TEXT: Begin

An Organization-Scoped LLM Agent Runtime Architecture for Regulated Cybersecurity Operations
Researchers propose an organization-scoped LLM agent runtime architecture designed to enforce security and compliance controls across cybersecurity operations in regulated financial environments. The system integrates with existing SIEM/XDR platforms while maintaining auditability, model-agnosticism, and local deployability—addressing a critical gap where current LLM security tools lack the governance framework needed for enterprise-regulated workflows.
This paper addresses a fundamental infrastructure gap in enterprise cybersecurity: while large language models have demonstrated capability on isolated security tasks, they have not been integrated into auditable, organization-scoped runtime systems that satisfy compliance requirements in regulated industries. The researchers identify that modern SOCs and compliance operations require enforcement mechanisms across multiple layers—retrieval, tool execution, memory, findings generation, reporting, and audit trails—where analyst actions carry organizational liability and must integrate seamlessly with existing SIEM/XDR stacks rather than operate as disconnected analytical overlays.
The proposed architecture introduces a typed Security Context enforced at every component boundary, combining a shared Runtime Core with specialist subagents, a governed Tool Adapter Layer, structured findings with evidence references, tiered human-in-the-loop gates, and append-only audit logs. This design prioritizes model-agnosticism and local deployment, critical for regulated institutions managing sensitive threat data. Optional extensions like Model Context Protocol, digital twins for penetration testing, and federated knowledge sharing are positioned as enhancements rather than core dependencies, reducing implementation complexity.

TEXT: End

- APPLY WHAT YOU READ:
[A] In the runtime architecture summary, where is the typed Security Context enforced?
[B] From the runtime architecture summary, extract the stretch from "The proposed architecture" through "reducing implementation complexity.".

DATA LISTING: Begin

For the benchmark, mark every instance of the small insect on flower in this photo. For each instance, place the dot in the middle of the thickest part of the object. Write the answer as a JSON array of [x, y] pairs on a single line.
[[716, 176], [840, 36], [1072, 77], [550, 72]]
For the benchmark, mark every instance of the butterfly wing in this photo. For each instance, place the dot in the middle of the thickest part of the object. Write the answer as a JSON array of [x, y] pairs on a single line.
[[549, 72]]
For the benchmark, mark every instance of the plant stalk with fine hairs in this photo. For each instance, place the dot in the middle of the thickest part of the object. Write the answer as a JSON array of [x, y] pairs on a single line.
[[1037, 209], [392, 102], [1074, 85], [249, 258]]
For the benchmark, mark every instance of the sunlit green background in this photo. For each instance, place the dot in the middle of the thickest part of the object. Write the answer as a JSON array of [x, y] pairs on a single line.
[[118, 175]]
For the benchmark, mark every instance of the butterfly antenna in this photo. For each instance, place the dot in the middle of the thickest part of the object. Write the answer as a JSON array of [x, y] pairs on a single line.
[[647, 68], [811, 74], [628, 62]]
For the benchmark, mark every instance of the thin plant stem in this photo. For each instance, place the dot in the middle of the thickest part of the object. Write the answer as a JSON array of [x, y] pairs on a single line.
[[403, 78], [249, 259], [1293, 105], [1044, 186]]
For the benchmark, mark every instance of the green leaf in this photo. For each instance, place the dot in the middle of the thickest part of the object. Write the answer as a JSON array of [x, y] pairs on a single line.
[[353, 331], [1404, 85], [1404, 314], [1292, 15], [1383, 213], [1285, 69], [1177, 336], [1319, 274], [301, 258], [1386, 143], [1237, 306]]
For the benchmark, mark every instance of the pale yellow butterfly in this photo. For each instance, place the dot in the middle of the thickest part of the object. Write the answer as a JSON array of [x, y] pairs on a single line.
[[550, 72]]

DATA LISTING: End

- TASK ANSWERS:
[A] At every component boundary.

[B]
The proposed architecture introduces a typed Security Context enforced at every component boundary, combining a shared Runtime Core with specialist subagents, a governed Tool Adapter Layer, structured findings with evidence references, tiered human-in-the-loop gates, and append-only audit logs. This design prioritizes model-agnosticism and local deployment, critical for regulated institutions managing sensitive threat data. Optional extensions like Model Context Protocol, digital twins for penetration testing, and federated knowledge sharing are positioned as enhancements rather than core dependencies, reducing implementation complexity.